BEGIN

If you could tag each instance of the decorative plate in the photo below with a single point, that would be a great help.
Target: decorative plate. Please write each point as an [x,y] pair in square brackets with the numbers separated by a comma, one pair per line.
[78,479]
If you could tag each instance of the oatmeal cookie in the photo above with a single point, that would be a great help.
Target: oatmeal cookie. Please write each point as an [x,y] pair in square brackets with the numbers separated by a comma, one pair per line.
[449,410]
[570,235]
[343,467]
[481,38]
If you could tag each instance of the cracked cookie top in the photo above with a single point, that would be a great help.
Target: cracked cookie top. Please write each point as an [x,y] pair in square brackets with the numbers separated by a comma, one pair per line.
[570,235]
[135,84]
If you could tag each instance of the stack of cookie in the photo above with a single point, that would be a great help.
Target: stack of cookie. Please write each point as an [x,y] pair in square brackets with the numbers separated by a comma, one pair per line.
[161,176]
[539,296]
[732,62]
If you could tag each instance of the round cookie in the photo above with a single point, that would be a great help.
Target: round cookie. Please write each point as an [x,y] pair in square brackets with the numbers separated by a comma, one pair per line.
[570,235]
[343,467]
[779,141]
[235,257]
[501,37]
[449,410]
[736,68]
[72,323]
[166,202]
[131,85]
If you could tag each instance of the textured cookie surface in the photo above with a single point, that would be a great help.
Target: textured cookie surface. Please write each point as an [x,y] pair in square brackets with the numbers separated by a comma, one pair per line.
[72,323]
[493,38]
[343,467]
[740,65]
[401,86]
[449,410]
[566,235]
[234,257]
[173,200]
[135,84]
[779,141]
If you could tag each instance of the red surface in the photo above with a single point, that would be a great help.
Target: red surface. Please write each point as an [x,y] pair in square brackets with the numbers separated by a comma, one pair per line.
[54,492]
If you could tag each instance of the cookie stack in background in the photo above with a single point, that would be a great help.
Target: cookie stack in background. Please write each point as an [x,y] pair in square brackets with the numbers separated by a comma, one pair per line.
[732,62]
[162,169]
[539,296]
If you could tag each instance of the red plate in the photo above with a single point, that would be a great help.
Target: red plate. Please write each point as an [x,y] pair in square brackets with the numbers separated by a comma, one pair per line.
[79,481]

END

◆ **Problem**: May I have the entries returned exactly, with every line in place?

◆ **Solution for this problem**:
If you could tag each instance of the decorative plate in the photo below with a single point, that would be a great help.
Target: decorative plate. Please write each point as an [x,y] pair in square brackets with the numbers separated by a comma, one pair per line.
[78,479]
If you could tag each instance of the oatmeal cookie in the photo above with a single point, that would be a great help.
Target: oatmeal cookie. Please write each point as an [x,y] pair in square brackets with the numbers separated by a comma, one pair per line.
[449,410]
[570,235]
[343,467]
[481,38]
If you could tag each instance of the cracked cookie top in the photo above with a single point, that would be a great help.
Target: cracked cookie top. Please write each point as an [x,y] pair in square brackets with the numbers separated by a comma, one pair per line.
[570,235]
[135,84]
If you could tag each instance of the stack of cookie in the photo above with a single point, that would be a great help.
Target: stack of cookie. Please write each point as an [x,y] pair in square brackets with the numbers separated by a comma, one pair per line.
[161,176]
[539,296]
[732,62]
If you could tag each instance of the round cookie in the photo above with a single point, that would be a great help.
Target: round cookie. Please write each point as an [x,y] pair in square brackets with the numbers separated by a comma, one pair per line.
[570,235]
[343,467]
[779,141]
[235,257]
[501,37]
[449,410]
[736,68]
[72,323]
[166,202]
[131,85]
If you could tag each instance of the textured cookie surface in the photo above with a single point, that would be a great help.
Target: textured cookie surface. Please write each point as an [x,y] pair in square brackets with the numbers separated by a comma, one pair per line.
[72,323]
[493,38]
[343,467]
[740,65]
[401,86]
[449,410]
[566,235]
[234,257]
[173,200]
[135,84]
[779,141]
If you could tag each instance of the red surface in the photo above with a single point, that would be a great help.
Target: red surface. Please write each point as an [x,y] pair in square brackets with the numbers separated by a comma, one pair per line.
[54,492]
If you could tag each instance of the cookie stack in background in the photo above with a single point, that would be a great help.
Target: cookie stack in background. Please write each point as an [x,y] pair in square brackets with the numbers separated by a comma, one pair per line.
[732,62]
[162,169]
[539,296]
If you could tag each instance of the red plate in the photo above with a single point, that would be a great help.
Target: red plate. Please write each point as an [x,y] pair in square brackets with the numbers separated by a comma, one pair per line.
[79,481]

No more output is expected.